- WHAT THIS TASK INVOLVES -
In the listing below, which lines contain the string "Where"? Copy them all.

- SUPPLIED RECORDS -
____

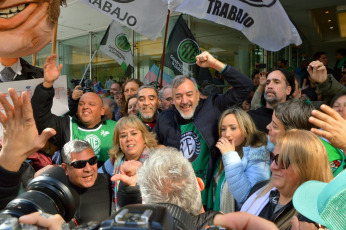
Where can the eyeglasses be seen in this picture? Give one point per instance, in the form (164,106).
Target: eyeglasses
(276,159)
(82,163)
(169,99)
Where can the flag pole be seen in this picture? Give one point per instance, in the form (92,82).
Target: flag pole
(92,58)
(164,49)
(34,59)
(54,37)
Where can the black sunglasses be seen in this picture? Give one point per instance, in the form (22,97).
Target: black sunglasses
(276,159)
(82,163)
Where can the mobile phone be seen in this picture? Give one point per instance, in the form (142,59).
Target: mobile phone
(261,66)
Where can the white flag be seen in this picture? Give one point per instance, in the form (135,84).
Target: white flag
(115,44)
(263,22)
(146,17)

____

- ANSWER -
Where can the eyeglasses be seen in this picture? Give one point per instance, in the form (164,106).
Where can the flag pole be seen in this picture? Give one point per instance, in the form (92,82).
Where can the black sunglasses be seen in this picture? Give one point per instance, in the form (22,97).
Where can the mobile phone be seen in this picture? Give one point per instance, in the form (142,59).
Where can the white flag be seen in this picture? Give one point per instance, in the form (135,84).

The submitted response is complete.